Task description:
Report each line from the records where the string "blue" turns up.
"""
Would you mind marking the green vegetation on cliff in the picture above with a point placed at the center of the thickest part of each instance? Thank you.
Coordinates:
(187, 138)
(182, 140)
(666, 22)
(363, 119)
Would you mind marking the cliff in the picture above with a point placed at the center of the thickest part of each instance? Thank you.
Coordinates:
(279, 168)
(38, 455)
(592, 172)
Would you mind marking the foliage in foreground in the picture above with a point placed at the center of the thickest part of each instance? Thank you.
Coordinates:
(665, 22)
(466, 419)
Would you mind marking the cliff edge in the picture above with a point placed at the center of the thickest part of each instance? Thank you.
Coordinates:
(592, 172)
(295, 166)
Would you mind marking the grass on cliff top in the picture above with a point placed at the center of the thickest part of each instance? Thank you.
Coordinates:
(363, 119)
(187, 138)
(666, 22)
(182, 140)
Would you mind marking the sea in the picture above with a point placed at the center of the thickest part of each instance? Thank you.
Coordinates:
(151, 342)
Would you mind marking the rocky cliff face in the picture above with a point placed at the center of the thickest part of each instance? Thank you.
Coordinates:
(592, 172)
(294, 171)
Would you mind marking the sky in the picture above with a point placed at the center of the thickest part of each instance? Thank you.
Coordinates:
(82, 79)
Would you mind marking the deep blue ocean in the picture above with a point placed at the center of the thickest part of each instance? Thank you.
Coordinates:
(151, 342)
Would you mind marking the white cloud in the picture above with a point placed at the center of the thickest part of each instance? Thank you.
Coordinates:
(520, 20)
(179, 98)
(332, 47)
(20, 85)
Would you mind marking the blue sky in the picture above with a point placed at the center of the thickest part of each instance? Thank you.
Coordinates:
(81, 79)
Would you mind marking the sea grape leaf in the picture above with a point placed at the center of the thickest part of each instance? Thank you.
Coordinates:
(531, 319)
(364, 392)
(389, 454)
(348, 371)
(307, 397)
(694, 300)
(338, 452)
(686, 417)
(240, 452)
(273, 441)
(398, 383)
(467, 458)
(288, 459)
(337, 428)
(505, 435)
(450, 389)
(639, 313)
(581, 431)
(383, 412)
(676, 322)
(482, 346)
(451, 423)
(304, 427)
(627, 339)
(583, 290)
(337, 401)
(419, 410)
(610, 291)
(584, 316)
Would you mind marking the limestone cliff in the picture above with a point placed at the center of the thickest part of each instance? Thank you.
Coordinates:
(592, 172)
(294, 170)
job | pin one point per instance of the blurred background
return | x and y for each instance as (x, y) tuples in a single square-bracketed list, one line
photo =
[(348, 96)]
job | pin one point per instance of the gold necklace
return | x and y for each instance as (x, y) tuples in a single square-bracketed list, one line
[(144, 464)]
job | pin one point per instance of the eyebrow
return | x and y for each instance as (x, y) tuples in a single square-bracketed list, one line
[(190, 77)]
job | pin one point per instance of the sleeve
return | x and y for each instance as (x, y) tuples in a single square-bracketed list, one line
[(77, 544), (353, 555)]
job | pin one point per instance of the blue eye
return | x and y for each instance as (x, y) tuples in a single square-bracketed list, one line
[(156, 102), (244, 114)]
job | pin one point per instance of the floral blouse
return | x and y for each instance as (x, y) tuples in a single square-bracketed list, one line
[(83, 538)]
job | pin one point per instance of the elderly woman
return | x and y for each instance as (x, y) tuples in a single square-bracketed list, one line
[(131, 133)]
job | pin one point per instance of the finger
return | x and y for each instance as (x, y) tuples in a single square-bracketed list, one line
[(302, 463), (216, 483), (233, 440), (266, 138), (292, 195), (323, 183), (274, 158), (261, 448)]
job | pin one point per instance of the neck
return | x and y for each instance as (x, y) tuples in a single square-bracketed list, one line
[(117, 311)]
"""
Result of this exercise:
Would you mind marking the deep blue ocean in the picture above with a point placed at the center of the thickest part of each instance? Thank you.
Would you mind marking the blue sky in the picture above with a point placed at the center of the thickest part of each instance? Thank you.
job | pin one point per instance of the blue eye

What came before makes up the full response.